--- SELECTED EXCERPT ---

Clay Eals first saw Steve Goodman in McArthur Court. It was 1977 and Goodman was opening for Randy Newman, who had a hit with "Short People." Goodman, Eals jokes, was "the ultimate short person," a ball of fire little more than 5 feet tall who danced on the soles of his green tennis shoes and brought the crowd to its feet with his energy and good cheer.
"He got me," Eals says. "I was hooked."
Eals saw Goodman perform once more, a solo show at the WOW Hall in Eugene, but like so many who saw him, Eals never forgot him. Goodman was a charismatic performer who opened more than 200 shows for Steve Martin and was able to win hostile crowds over with a smile and a song.
The best Goodman was live Goodman," Eals says. "His records don't do him justice. So many people told me he was the best performer they've ever seen."
Goodman (1948-84) is best known as the composer of "City of New Orleans," a song made famous by Arlo Guthrie. When Bob Dylan met Goodman, he said he liked the song, particularly the line about "disappearing railroad blues." Goodman, in a typical response, told Dylan that "gypsy girl, the hands of Harlem cannot hold you to its heart" (from Dylan's "Spanish Harlem Incident") wasn't a bad line, either.
The Dylan anecdote is one of thousands Eals collected in "Steve Goodman: Facing the Music" (ECW Press, $29.95 paperback, 778 pages). Eals, a Seattle writer who was the Eugene correspondent for The Oregonian from 1973-81, spent more than 10 years working on the book and conducted more than 1,000 interviews, including Guthrie, Martin, Newman, Jimmy Buffett, John Prine, Kris Kristofferson, Jackson Browne, Bonnie Raitt, Emmylou Harris and Goodman's high school classmate and friend Hillary Clinton.
Clinton said Goodman "used his talents to really make people happy, make them laugh. You know, you were always glad to see Steve comin' down the hall." For others, the happy memories were mixed with sadness.

---

__REQUIREMENT A__:
Answer these about the article on Steve Goodman:
(i) Who was Goodman opening for when Eals first saw him in McArthur Court?
(ii) How many shows did Goodman open for Steve Martin?
(iii) How many interviews did Eals conduct for his book?
__REQUIREMENT B__:
Continue the article about Steve Goodman from its last sentence.

--- LISTED RECORDS ---

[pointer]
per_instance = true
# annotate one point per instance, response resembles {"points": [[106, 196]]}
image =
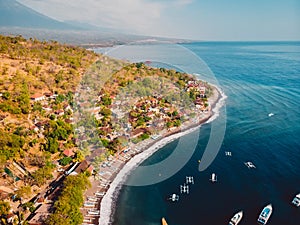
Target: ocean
{"points": [[258, 78]]}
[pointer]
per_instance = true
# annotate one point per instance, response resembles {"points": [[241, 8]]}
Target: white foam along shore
{"points": [[109, 200]]}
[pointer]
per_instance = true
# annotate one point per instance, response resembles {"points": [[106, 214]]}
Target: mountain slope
{"points": [[14, 14]]}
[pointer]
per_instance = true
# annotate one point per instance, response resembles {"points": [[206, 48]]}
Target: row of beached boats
{"points": [[184, 189], [263, 217]]}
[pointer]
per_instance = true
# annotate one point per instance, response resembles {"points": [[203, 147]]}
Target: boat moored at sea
{"points": [[189, 179], [184, 188], [236, 218], [173, 197], [296, 200], [213, 177], [163, 221], [250, 165], [265, 214]]}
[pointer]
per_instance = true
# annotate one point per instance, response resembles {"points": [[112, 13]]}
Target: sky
{"points": [[211, 20]]}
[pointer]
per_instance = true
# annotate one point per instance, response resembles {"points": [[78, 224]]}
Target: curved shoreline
{"points": [[108, 202]]}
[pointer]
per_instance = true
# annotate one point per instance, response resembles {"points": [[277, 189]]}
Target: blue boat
{"points": [[265, 214]]}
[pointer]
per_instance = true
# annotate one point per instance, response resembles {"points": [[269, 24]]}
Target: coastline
{"points": [[108, 202]]}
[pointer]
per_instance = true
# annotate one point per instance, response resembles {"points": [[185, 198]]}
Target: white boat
{"points": [[92, 212], [184, 188], [89, 204], [250, 165], [228, 154], [173, 197], [296, 200], [189, 180], [236, 218], [213, 177], [265, 214]]}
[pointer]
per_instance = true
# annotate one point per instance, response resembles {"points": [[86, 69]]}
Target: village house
{"points": [[138, 132], [69, 152], [38, 97], [59, 112], [82, 167], [49, 95], [40, 215]]}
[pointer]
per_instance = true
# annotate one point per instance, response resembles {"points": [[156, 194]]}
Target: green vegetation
{"points": [[66, 208], [4, 210]]}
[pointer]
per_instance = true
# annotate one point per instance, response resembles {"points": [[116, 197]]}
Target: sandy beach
{"points": [[112, 184]]}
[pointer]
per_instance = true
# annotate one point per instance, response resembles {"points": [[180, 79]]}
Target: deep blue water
{"points": [[258, 78]]}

---

__TASK RESPONSE A__:
(i) Randy Newman
(ii) More than 200
(iii) More than 1,000

__TASK RESPONSE B__:
"Most of the celebrities were overjoyed to talk about Steve," Eals said. "It was like a repressed memory for them. Some of them even cried."
The tears were because Goodman was diagnosed with leukemia in 1969 and died when he was 36. He lived with a death sentence and tried to live his life to the fullest, writing songs that were serious or whimsical or expressive of his deep love for the Chicago Cubs. His song "Go, Cubs, Go" is played at Wrigley Field, where Goodman's friends scattered some of his ashes.
Eals is on a national tour, talking about Goodman in some of the same clubs where Goodman played. His previous book is "Every Time a Bell Rings," a biography of Carolyn Grimes, who played Zuzu in "It's a Wonderful Life," and he's planning a biography of Fred Hutchinson, the baseball player and manager whose name is on a cancer research center in Seattle.
Ever the journalist, Eals turns the tables and asks about seeing Goodman live. Never, but that album with "The Dutchman" on it is pretty great.
"That's 'Somebody Else's Troubles,' " Eals says. " 'The Dutchman' is just a beautiful song. I think it's his best performance on record."